--- start RECORD SET ---
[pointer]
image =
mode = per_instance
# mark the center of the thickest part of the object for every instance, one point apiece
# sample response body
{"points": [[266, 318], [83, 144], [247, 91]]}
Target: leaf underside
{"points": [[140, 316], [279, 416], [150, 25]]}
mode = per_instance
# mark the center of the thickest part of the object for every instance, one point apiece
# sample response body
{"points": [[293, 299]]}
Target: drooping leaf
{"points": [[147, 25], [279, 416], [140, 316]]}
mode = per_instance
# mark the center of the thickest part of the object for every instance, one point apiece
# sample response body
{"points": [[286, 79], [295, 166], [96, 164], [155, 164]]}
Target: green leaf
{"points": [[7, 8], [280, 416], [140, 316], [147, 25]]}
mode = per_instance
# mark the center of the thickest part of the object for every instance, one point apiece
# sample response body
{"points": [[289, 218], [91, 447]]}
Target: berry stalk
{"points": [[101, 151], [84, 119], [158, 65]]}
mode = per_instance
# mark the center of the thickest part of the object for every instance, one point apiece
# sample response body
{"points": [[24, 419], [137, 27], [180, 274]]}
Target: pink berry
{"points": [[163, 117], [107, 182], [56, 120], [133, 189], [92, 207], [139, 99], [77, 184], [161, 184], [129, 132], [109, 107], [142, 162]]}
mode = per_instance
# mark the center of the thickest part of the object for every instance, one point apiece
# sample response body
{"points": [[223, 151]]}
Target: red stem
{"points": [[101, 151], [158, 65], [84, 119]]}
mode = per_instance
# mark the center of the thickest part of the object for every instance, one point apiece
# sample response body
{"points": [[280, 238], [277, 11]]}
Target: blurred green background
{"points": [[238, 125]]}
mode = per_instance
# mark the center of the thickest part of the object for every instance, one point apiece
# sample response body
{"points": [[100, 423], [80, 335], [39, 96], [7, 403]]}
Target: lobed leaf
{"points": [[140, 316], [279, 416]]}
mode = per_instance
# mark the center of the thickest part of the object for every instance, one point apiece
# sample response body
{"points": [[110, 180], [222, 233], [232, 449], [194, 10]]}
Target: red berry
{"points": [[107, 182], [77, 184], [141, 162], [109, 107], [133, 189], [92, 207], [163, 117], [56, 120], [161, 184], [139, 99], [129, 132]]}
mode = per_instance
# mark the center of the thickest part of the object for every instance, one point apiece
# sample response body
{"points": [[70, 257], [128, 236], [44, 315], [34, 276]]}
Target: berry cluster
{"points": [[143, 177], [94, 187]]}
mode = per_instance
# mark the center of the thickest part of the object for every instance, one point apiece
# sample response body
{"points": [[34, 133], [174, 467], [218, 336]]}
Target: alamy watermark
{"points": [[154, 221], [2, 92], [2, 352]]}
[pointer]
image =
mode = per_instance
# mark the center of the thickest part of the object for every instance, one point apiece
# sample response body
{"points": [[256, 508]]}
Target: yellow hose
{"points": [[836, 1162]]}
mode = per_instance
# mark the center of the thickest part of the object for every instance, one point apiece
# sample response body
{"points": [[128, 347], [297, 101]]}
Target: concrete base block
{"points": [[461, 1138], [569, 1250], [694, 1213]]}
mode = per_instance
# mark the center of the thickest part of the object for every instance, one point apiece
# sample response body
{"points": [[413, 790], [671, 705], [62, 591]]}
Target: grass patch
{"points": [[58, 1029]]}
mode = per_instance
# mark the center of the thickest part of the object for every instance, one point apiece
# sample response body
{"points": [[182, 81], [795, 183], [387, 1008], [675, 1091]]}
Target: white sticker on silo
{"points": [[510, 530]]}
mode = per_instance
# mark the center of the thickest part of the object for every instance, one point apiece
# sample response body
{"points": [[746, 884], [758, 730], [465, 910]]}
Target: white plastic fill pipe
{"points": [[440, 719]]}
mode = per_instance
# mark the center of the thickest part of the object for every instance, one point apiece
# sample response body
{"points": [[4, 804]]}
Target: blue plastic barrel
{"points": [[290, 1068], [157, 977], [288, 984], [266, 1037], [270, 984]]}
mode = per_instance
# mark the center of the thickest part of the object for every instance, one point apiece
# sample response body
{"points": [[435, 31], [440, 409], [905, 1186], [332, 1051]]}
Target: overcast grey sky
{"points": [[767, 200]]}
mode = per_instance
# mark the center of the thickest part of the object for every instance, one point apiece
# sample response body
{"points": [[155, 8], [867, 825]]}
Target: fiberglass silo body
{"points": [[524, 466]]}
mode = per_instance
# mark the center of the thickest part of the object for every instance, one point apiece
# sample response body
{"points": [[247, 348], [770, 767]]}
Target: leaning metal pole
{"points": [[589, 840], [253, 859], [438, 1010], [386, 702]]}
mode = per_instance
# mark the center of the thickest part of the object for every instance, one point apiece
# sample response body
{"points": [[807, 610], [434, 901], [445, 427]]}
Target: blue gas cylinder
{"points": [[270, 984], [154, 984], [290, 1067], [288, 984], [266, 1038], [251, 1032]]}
--- end RECORD SET ---
Copy every line of the records word for word.

**THE SOLUTION:**
[pointer]
image =
mode = per_instance
# mark the center of the thickest part of the object for every instance, one point apiece
# sample response body
{"points": [[266, 318], [83, 144], [247, 91]]}
Target: leaf underside
{"points": [[140, 316], [279, 416], [150, 25]]}
mode = per_instance
# mark the center of the thickest part of the object for every instance, one point apiece
# sample response body
{"points": [[293, 299]]}
Target: drooping leaf
{"points": [[147, 25], [279, 416], [140, 316]]}
mode = per_instance
# mark the center of the thickest part of the object for every instance, one point apiece
# sample response body
{"points": [[286, 79], [295, 166], [96, 164], [155, 164]]}
Target: green leaf
{"points": [[7, 8], [280, 416], [140, 316], [147, 25]]}
mode = per_instance
# mark the center of the thickest part of the object for every instance, one point apiece
# sample response body
{"points": [[289, 218], [91, 447]]}
Target: berry stalk
{"points": [[101, 151], [84, 119], [158, 65]]}
mode = per_instance
# mark the center of the thickest part of the object for every instance, one point apiece
# sample response body
{"points": [[24, 419], [137, 27], [180, 274]]}
Target: pink berry
{"points": [[163, 117], [107, 182], [56, 120], [133, 189], [92, 207], [139, 99], [77, 184], [161, 184], [129, 132], [109, 107], [142, 162]]}
mode = per_instance
# mark the center of the thickest part of the object for every instance, one point apiece
# sample response body
{"points": [[223, 151]]}
Target: red stem
{"points": [[101, 151], [158, 65], [84, 119]]}
mode = per_instance
# mark the center of the thickest part of the object for every instance, one point apiece
# sample response body
{"points": [[280, 238], [277, 11]]}
Target: blurred green background
{"points": [[238, 125]]}
mode = per_instance
# mark the center of the thickest part of the object for every instance, one point apiece
# sample response body
{"points": [[100, 423], [80, 335], [39, 96], [7, 403]]}
Target: lobed leaf
{"points": [[140, 316], [279, 416]]}
mode = per_instance
# mark the center of the thickest part of the object for every instance, one point apiece
# sample response body
{"points": [[110, 180], [222, 233], [232, 449], [194, 10]]}
Target: red berry
{"points": [[107, 182], [77, 184], [141, 162], [109, 107], [133, 189], [92, 207], [163, 117], [56, 120], [161, 184], [139, 99], [129, 132]]}
mode = per_instance
# mark the center of the thickest part of the object for every instance, one point apiece
# sample response body
{"points": [[70, 257], [128, 236], [44, 315], [34, 276]]}
Target: berry cluster
{"points": [[143, 177], [94, 187]]}
mode = per_instance
# mark the center of the thickest part of the object for every instance, one point apiece
# sample response body
{"points": [[34, 133], [174, 467], [218, 336]]}
Target: alamy watermark
{"points": [[154, 221], [2, 92], [2, 352]]}
[pointer]
image =
mode = per_instance
# mark the center of the thickest part of the object for every instance, one point apiece
# sample response body
{"points": [[256, 508]]}
Target: yellow hose
{"points": [[836, 1162]]}
mode = per_instance
# mark the center of the thickest part of the object for every instance, one point apiece
# sample response body
{"points": [[128, 347], [297, 101]]}
Target: concrete base block
{"points": [[461, 1138], [569, 1250], [694, 1213]]}
mode = per_instance
# mark the center of the thickest part of the object for every instance, one point apiece
# sample response body
{"points": [[413, 790], [671, 705], [62, 591]]}
Target: grass patch
{"points": [[58, 1029]]}
mode = per_instance
# mark the center of the thickest part of the object for every instance, one point apiece
# sample response body
{"points": [[182, 81], [795, 183], [387, 1008], [675, 1091]]}
Target: white sticker on silo
{"points": [[510, 530]]}
mode = per_instance
# mark the center of the thickest part of the object for every instance, one point apiece
# sample response body
{"points": [[746, 884], [758, 730], [465, 910]]}
Target: white plastic fill pipe
{"points": [[440, 719]]}
mode = per_instance
# mark the center of the thickest part of the object for every instance, one point apiece
# sample response body
{"points": [[4, 804]]}
Target: blue plastic barrel
{"points": [[290, 1068], [157, 977], [288, 984], [266, 1037], [270, 984]]}
mode = per_instance
# mark the center of the thickest part of the object for every instance, one point apiece
# sample response body
{"points": [[435, 31], [440, 409], [905, 1186], [332, 1051]]}
Target: overcast grey sky
{"points": [[767, 200]]}
mode = per_instance
# mark the center of the thickest part of the object for every instance, one point apiece
# sample response body
{"points": [[155, 8], [867, 825]]}
Target: fiberglass silo body
{"points": [[524, 466]]}
mode = per_instance
# mark the center of the thickest part of the object for every instance, one point apiece
# sample response body
{"points": [[247, 348], [770, 767]]}
Target: leaning metal pole
{"points": [[589, 840], [253, 859], [438, 1010], [386, 702]]}
mode = per_instance
# mark the center of the thickest part of the object for every instance, one point apiece
# sample response body
{"points": [[807, 610], [434, 901], [445, 427]]}
Target: blue gas cylinder
{"points": [[270, 984], [154, 984], [290, 1067], [288, 984], [266, 1038], [251, 1032]]}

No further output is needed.